WRITTEN REQUEST
Write out exactly the lines below that run from the line containing "Could you please indicate the lioness's ear" through the last line of the records.

++++ LISTED ENTRIES

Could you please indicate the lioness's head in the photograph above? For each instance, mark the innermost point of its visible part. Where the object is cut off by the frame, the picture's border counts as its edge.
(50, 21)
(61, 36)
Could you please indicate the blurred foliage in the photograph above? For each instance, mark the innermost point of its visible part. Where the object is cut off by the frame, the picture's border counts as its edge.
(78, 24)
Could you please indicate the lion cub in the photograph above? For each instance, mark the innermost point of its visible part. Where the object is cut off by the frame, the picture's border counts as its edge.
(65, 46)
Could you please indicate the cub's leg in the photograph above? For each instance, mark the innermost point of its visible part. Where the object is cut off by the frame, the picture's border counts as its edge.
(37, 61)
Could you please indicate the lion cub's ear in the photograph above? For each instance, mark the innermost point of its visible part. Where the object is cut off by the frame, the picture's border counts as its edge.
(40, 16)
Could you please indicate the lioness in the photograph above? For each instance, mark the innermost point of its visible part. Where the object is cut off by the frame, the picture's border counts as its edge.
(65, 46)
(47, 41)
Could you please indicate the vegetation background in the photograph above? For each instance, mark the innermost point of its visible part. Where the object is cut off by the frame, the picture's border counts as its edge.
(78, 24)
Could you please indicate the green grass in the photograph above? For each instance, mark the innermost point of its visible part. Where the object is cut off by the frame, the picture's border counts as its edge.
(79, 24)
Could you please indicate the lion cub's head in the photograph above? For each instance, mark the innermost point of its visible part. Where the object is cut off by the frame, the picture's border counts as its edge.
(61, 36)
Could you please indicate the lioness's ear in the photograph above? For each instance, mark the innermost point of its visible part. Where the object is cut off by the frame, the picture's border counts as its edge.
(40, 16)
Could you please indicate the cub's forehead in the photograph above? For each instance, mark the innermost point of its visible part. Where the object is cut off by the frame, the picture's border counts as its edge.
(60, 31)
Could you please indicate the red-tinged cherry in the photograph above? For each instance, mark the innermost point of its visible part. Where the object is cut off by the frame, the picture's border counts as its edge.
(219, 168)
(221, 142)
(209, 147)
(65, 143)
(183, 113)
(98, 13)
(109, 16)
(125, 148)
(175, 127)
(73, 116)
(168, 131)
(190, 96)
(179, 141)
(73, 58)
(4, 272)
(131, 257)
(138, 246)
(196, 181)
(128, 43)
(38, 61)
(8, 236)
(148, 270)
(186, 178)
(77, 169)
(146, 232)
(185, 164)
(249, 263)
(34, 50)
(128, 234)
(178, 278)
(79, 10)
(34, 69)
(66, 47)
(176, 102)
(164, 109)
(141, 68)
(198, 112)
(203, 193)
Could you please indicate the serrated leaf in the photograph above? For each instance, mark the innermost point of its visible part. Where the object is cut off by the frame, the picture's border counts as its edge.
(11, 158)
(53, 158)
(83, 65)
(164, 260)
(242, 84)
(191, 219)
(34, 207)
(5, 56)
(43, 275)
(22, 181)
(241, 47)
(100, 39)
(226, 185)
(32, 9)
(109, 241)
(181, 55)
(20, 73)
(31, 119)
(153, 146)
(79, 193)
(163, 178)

++++++++

COMPLETED TASK
Could you please indicate the lioness's ear in the photograph above? For each instance, mark the innermost point of its visible part. Where the object is cut off by the frame, the picture's border counts as its edge.
(40, 16)
Could you please indicate the cub's forehead in the photograph above? For each instance, mark the innermost point of its visible part. Where the object is cut off by the frame, the picture's border counts as its edge.
(60, 31)
Could you please indicate the red-tinged cherry in the photograph above? For each instance, mark the innermost point of its visible part. Where the object is cut off by the frame, the picture's border counts as its edge.
(219, 168)
(221, 142)
(209, 147)
(65, 143)
(183, 113)
(98, 13)
(109, 16)
(125, 148)
(175, 127)
(73, 116)
(168, 131)
(190, 96)
(179, 141)
(73, 58)
(4, 272)
(131, 257)
(138, 246)
(196, 181)
(128, 43)
(38, 61)
(8, 236)
(148, 270)
(186, 178)
(77, 169)
(146, 232)
(185, 164)
(249, 263)
(34, 50)
(128, 234)
(178, 278)
(79, 10)
(34, 69)
(66, 47)
(176, 102)
(164, 109)
(141, 68)
(198, 112)
(203, 193)
Could you please indicate the serrated leaf in the photograph above? For each instance, mark the innermost point of its visible part. Where the object is cut off by the frame, the picture's border counts as its edge.
(11, 158)
(53, 158)
(83, 65)
(164, 260)
(242, 84)
(191, 219)
(34, 207)
(5, 56)
(43, 275)
(22, 181)
(241, 47)
(100, 39)
(226, 185)
(32, 9)
(109, 241)
(181, 55)
(20, 73)
(31, 119)
(153, 146)
(79, 193)
(163, 178)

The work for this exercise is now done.